Problem details: Your task is to print all of the entries exactly, though the pictures should not be included.
Start of Entries supplied
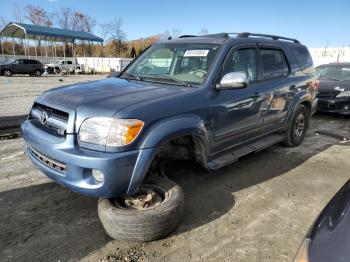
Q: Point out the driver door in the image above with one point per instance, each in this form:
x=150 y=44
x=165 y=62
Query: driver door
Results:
x=237 y=112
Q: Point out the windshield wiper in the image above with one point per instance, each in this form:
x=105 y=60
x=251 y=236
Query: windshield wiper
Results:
x=329 y=78
x=172 y=79
x=131 y=76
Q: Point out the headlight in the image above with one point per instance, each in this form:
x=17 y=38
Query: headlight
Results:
x=303 y=252
x=110 y=131
x=344 y=94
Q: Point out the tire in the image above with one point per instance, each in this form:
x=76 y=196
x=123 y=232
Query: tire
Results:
End of Entries supplied
Solution:
Q: Point out the driver door in the image above with one point per instance, each in this form:
x=150 y=44
x=165 y=62
Query: driver door
Results:
x=237 y=112
Q: Point out the windshield wiper in the image above with one point per instance, each in this form:
x=105 y=60
x=251 y=236
Query: windshield wiper
Results:
x=329 y=78
x=172 y=79
x=131 y=76
Q: Point out the headlight in the image above with one point per instance, each in this form:
x=17 y=38
Query: headlight
Results:
x=303 y=252
x=110 y=131
x=344 y=94
Q: Point out the tire in the image above with one point per instance, each in this form:
x=76 y=196
x=123 y=232
Query: tire
Results:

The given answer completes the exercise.